** Document excerpt **
● ● ●

And the last horse crosses the finish line: GOProud co-founder Jimmy LaSalvia
has announced that he will be leaving the Republican Party.
“I just came to the realization that the Republican Party doesn’t represent my principles and values,” LaSalvia told POLITICO. “I’m a small government conservative and they’re for big government. They’re happy to have big government as long as they’re in charge. More importantly, I don’t tolerate bigotry of any kind, whether it’s anti-gay bigotry, anti-Muslim bigotry. And they do and that’s just not OK with me.”
That may be the slowest damn realization in the history of people having realizations. I don't mean to pick on the poor guy, but this is a man who has spent five years with his hand on an oven burner suddenly phoning up a reporter and saying "You know what? Fire hot." Surely there has to be more to it than that, and LaSalvia has a long list of recent well-known examples, though I think he still
misdiagnoses the problem:
I was astonished when Ken Cuccinelli was embraced as an acceptable candidate. To me, his views about gay Americans or Americans who are different from him are simply unacceptable in this day and age. I was astonished to see the party embrace him as their nominee. I likened it at the time to David Duke running in the early ‘90s. That’s not acceptable now. The fact that that doesn’t register with them is disturbing to me. [...]
The whole culture of the party is just not what I had always worked for, and I think though that the fact that they are so out of touch culturally is the biggest issue for me. That’s something that can’t be dealt with with policy changes or messaging changes. That’s about who they are. To me, that is the biggest issue, that the leadership in the party is so out of touch culturally that I don’t think there’s any hope for them.
True enough, but the worse interpretation is that the leadership in the party is in fact precisely "in touch" with the culture of the party; Ken Cuccinelli did not rise to fame in a vacuum, and Mitt Romney did not distance himself from GOProud because Mitt Romney does not like gay people, but because Mitt Romney felt he could not gain the support of the Republican base if they saw him treating gay Americans with respect. The party leaders are subservient to the base, and it's the base that demands bigotry. The business wing of the party doesn't give a damn whether the party is bigoted or not, so long as the tax breaks keep coming.
Give LaSalvia credit, though, he's certainly blunt.
“I think there’s a cultural problem within the Republican Party that’s beyond fixing. [...] I don’t think they can win a national election again. Pull the plug on the patient, the party’s brain dead.”
See there? And you thought we couldn't find common ground.

● ● ●

** Available data **
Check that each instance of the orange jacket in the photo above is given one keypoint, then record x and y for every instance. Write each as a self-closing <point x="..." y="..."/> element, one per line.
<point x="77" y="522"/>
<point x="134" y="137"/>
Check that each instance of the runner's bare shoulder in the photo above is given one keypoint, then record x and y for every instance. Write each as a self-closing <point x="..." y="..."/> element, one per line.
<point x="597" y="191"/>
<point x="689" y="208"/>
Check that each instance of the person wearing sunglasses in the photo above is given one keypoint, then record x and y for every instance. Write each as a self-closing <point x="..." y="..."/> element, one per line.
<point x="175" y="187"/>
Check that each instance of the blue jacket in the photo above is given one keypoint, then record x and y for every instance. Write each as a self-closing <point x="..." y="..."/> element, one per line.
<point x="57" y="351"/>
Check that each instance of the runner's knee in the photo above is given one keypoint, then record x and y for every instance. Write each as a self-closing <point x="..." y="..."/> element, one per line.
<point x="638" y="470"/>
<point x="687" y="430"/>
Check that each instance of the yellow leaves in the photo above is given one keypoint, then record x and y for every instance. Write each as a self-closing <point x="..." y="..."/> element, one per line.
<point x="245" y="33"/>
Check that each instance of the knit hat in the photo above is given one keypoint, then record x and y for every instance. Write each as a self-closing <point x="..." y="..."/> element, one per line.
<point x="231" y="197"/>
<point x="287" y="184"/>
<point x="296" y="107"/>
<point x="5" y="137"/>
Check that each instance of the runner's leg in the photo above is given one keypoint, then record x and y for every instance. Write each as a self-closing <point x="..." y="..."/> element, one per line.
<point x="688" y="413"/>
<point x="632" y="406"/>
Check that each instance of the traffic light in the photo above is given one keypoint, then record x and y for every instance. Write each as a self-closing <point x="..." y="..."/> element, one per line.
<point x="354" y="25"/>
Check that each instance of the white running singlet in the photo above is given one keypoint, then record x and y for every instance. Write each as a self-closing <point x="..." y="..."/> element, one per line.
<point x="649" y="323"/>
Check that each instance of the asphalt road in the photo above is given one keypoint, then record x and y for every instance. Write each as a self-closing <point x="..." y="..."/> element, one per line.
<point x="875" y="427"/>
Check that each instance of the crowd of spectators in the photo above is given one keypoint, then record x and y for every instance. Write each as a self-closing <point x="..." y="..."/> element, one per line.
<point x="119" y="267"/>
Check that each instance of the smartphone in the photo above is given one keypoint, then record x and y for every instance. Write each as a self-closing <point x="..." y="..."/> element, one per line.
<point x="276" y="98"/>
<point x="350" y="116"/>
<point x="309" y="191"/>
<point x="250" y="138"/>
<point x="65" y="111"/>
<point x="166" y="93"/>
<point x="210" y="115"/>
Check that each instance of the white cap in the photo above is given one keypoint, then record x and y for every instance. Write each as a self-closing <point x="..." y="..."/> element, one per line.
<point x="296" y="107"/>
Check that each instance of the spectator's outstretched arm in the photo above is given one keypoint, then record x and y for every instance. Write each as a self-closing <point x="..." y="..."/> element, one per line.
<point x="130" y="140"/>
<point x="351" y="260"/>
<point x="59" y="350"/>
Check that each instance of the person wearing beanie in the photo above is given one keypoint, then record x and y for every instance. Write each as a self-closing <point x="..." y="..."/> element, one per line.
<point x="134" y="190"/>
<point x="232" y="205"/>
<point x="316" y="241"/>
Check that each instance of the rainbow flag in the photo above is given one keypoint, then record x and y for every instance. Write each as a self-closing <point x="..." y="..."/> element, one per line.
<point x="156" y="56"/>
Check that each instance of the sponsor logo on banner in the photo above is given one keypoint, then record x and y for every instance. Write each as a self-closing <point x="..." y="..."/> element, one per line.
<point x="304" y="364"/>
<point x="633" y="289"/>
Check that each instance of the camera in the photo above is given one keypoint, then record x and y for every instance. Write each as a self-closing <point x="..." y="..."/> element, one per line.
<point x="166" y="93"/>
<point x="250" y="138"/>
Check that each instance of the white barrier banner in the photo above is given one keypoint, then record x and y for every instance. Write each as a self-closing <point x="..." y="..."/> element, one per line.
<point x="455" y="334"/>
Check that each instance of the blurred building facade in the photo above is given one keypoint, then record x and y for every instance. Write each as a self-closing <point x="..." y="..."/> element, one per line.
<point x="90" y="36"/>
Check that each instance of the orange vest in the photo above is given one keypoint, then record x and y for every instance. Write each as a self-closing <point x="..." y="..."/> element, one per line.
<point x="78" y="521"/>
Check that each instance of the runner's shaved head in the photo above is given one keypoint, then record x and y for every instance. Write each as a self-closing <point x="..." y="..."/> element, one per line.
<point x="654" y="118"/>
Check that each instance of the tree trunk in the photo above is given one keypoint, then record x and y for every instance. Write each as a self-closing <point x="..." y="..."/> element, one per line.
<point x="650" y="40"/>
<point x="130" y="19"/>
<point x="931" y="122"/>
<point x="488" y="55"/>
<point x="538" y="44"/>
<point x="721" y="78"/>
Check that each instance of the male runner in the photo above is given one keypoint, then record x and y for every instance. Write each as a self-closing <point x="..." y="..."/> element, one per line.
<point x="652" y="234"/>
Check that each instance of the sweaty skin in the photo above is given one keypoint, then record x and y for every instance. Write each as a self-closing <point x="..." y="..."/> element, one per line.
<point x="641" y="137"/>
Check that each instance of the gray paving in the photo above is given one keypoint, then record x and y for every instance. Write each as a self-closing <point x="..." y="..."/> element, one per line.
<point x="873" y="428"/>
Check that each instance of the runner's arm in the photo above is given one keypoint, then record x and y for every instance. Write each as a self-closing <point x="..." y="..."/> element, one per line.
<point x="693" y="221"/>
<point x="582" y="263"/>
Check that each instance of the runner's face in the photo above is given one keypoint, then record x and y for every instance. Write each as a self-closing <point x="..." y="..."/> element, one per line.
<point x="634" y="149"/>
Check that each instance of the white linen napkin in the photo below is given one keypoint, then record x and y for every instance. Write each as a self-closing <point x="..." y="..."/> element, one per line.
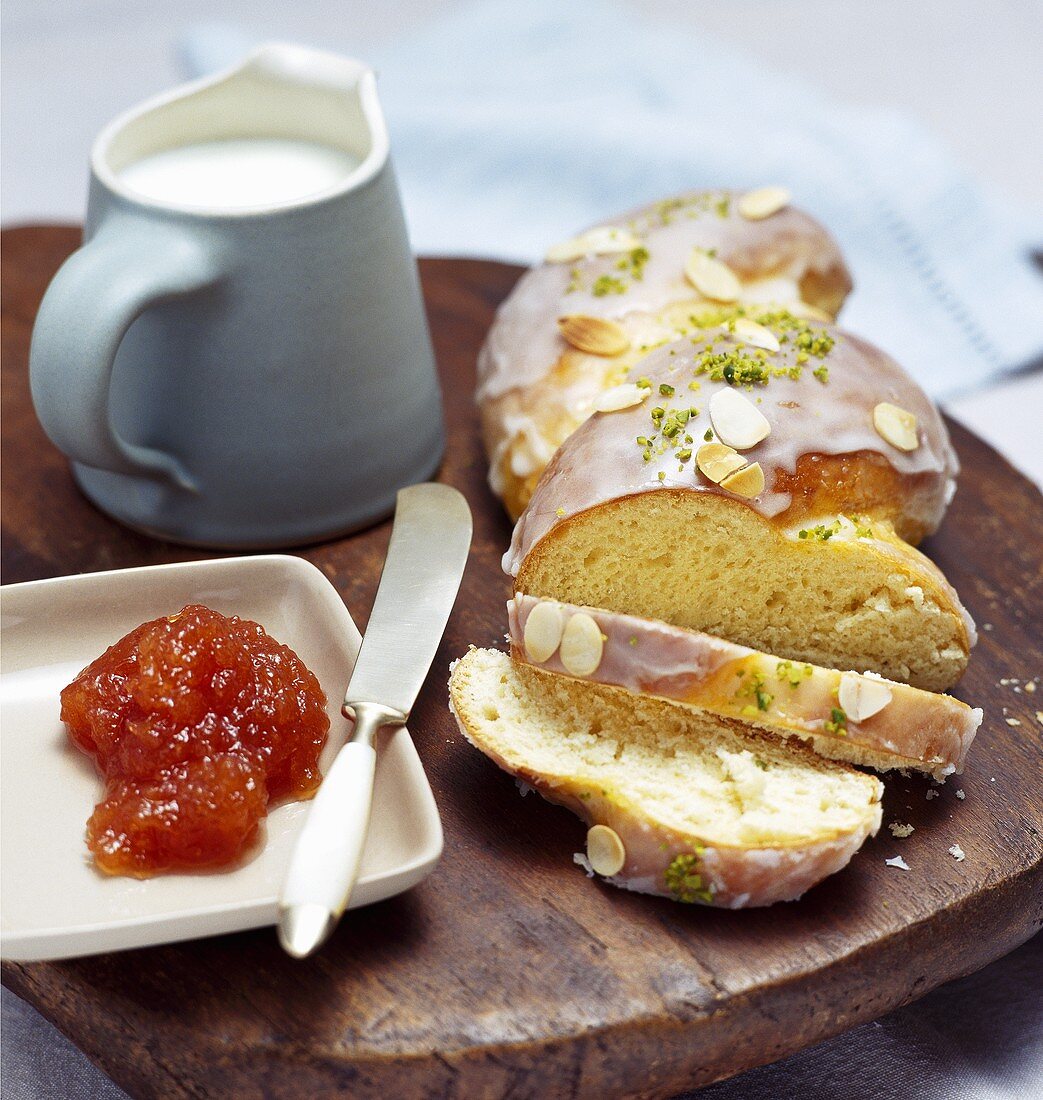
<point x="515" y="124"/>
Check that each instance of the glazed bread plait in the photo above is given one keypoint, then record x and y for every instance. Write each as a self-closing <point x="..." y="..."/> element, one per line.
<point x="621" y="289"/>
<point x="792" y="540"/>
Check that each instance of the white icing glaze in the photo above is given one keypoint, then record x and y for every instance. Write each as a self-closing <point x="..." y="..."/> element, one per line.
<point x="770" y="256"/>
<point x="602" y="461"/>
<point x="648" y="657"/>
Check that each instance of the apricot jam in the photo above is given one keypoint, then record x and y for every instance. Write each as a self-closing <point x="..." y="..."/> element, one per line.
<point x="197" y="723"/>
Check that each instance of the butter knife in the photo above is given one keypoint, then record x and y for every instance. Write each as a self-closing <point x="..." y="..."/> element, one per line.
<point x="429" y="543"/>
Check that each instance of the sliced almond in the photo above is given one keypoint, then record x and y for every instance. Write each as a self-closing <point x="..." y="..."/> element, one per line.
<point x="755" y="334"/>
<point x="711" y="277"/>
<point x="808" y="311"/>
<point x="600" y="241"/>
<point x="748" y="482"/>
<point x="896" y="426"/>
<point x="605" y="851"/>
<point x="860" y="697"/>
<point x="581" y="645"/>
<point x="736" y="420"/>
<point x="542" y="631"/>
<point x="716" y="461"/>
<point x="764" y="202"/>
<point x="594" y="334"/>
<point x="619" y="397"/>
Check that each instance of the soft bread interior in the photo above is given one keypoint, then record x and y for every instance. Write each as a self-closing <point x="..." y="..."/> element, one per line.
<point x="705" y="562"/>
<point x="716" y="779"/>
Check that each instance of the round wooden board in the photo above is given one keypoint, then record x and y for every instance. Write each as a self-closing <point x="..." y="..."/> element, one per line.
<point x="508" y="971"/>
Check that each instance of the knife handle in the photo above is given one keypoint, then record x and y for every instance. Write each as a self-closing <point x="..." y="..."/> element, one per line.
<point x="328" y="853"/>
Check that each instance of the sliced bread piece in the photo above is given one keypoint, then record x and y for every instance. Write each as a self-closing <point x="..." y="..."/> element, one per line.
<point x="776" y="512"/>
<point x="690" y="805"/>
<point x="848" y="716"/>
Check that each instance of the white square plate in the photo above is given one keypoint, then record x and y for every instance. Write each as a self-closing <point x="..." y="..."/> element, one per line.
<point x="55" y="904"/>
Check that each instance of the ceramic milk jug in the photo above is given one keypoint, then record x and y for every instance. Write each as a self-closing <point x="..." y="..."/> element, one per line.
<point x="238" y="355"/>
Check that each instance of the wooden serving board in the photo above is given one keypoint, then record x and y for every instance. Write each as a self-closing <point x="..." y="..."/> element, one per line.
<point x="508" y="971"/>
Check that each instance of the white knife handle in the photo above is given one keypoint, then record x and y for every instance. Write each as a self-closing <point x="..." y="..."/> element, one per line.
<point x="326" y="859"/>
<point x="328" y="851"/>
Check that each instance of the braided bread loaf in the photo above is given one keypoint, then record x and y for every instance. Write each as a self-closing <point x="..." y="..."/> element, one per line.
<point x="656" y="273"/>
<point x="694" y="447"/>
<point x="750" y="494"/>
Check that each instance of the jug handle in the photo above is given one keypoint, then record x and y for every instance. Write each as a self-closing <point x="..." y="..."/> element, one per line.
<point x="85" y="314"/>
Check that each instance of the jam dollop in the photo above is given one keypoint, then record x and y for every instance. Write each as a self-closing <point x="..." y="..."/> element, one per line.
<point x="197" y="723"/>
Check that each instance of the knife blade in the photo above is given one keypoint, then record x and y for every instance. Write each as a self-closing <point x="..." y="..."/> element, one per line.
<point x="426" y="558"/>
<point x="421" y="575"/>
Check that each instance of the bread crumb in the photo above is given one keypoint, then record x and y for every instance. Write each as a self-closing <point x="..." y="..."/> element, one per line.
<point x="580" y="857"/>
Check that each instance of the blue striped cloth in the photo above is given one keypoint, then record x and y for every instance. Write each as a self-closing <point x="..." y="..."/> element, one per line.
<point x="515" y="124"/>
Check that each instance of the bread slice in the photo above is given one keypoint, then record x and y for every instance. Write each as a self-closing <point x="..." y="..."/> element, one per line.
<point x="700" y="807"/>
<point x="799" y="545"/>
<point x="842" y="715"/>
<point x="864" y="600"/>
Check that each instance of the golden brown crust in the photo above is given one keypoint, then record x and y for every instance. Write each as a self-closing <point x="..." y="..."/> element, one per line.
<point x="661" y="859"/>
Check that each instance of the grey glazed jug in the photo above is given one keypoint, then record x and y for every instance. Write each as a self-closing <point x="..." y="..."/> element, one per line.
<point x="243" y="377"/>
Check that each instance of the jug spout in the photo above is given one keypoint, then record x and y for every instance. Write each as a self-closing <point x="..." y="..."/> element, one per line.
<point x="280" y="91"/>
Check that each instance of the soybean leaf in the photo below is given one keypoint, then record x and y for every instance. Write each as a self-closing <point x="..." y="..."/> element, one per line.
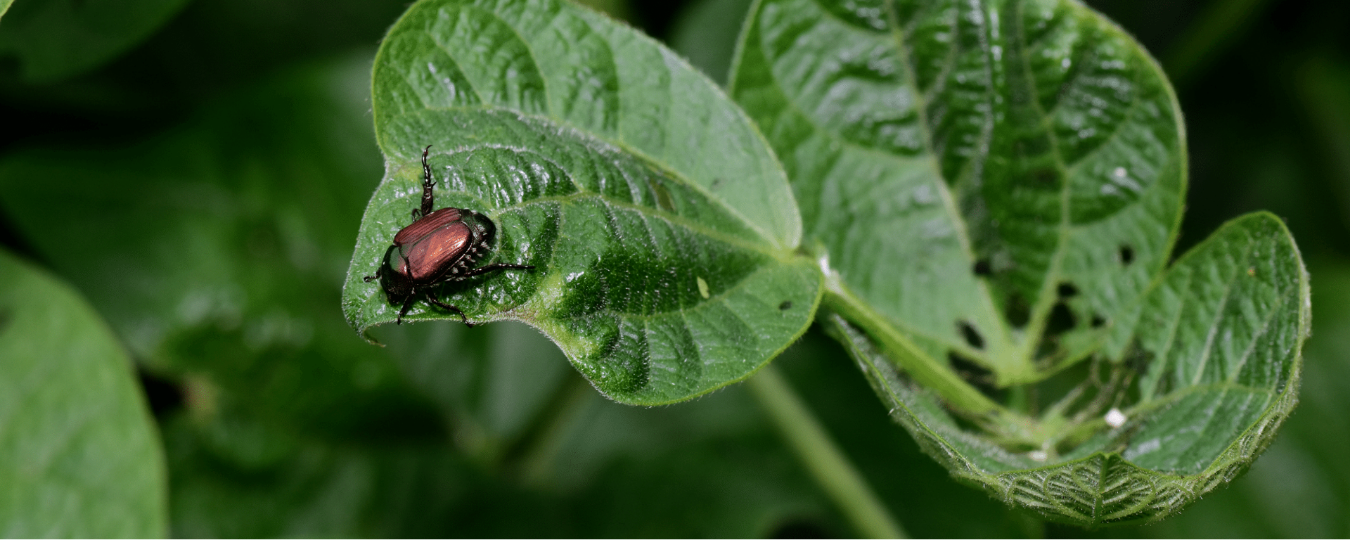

● ● ●

** Study questions **
(A) In the post about Jimmy LaSalvia leaving the Republican Party, which group did LaSalvia co-found?
(B) Which people are mentioned by name in the post about Jimmy LaSalvia leaving the Republican Party?
(C) Copy the post on Jimmy LaSalvia's departure from the Republican Party from "True enough, but" to "breaks keep coming.".

** Solutions below **
(A) GOProud

(B) Jimmy LaSalvia, Ken Cuccinelli, David Duke, Mitt Romney

(C)
True enough, but the worse interpretation is that the leadership in the party is in fact precisely "in touch" with the culture of the party; Ken Cuccinelli did not rise to fame in a vacuum, and Mitt Romney did not distance himself from GOProud because Mitt Romney does not like gay people, but because Mitt Romney felt he could not gain the support of the Republican base if they saw him treating gay Americans with respect. The party leaders are subservient to the base, and it's the base that demands bigotry. The business wing of the party doesn't give a damn whether the party is bigoted or not, so long as the tax breaks keep coming.